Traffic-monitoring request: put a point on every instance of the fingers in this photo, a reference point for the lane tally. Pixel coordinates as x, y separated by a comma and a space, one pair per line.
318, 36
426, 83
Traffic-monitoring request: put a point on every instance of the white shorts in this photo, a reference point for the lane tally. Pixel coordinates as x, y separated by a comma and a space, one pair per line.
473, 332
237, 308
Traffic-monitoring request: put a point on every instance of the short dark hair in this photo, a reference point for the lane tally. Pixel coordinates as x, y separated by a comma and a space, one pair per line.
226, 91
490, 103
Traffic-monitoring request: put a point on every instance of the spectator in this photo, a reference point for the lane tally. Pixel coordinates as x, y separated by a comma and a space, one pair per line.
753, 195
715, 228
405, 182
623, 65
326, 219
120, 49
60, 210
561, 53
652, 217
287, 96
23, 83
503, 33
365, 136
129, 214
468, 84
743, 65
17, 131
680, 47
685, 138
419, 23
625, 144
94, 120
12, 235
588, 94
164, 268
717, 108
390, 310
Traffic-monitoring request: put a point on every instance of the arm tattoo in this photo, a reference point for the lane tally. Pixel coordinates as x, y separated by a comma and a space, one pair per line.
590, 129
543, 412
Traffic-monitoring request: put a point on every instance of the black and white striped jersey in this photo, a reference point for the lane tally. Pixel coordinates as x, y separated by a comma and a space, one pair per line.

--------------------

Would you output the whole listing exactly as written?

:: Answer section ::
Traffic-monitoring request: put a point on every instance of the fingers in this photo, a reference point for the lane tally. Pixel coordinates as x, y separated by a comma and a space, one pair per line.
318, 36
426, 83
Traffic-monitoring request: put a point on every instance of the white shorts in this photo, a reference point for the lane tally. Pixel coordinates as x, y separated by a comma and a space, one pair per line.
473, 332
237, 308
Traffic-monitoring request: put a point on every instance of the short dark hair in this photo, a reference point for the lane tally. Pixel coordinates as x, y separated by a comma and a space, one pair per line.
226, 91
490, 103
Traffic-monitoring request: put a point on every instance of the spectator in this photo, a reference point for the lane tally. Pixel coordinates as x, y separated by a comma and a space, one pair per line.
753, 195
715, 228
405, 182
623, 65
326, 219
120, 49
60, 210
561, 53
652, 217
287, 96
23, 83
503, 33
365, 136
129, 214
468, 84
743, 65
17, 131
680, 47
685, 138
419, 23
625, 144
94, 120
12, 235
588, 94
164, 268
717, 108
390, 310
Traffic-monitoring request: put a point on every instance of the arm tattoo in this photo, a reference point for the lane tally. Pixel coordinates as x, y separated by a comma and a space, one pair per line.
590, 129
543, 412
Traffic-monitoring request: put a point on every instance of the black and white striped jersey in this photo, a reference point for the lane tally. Pixel coordinates as x, y separated by a comma and a space, one pair per line.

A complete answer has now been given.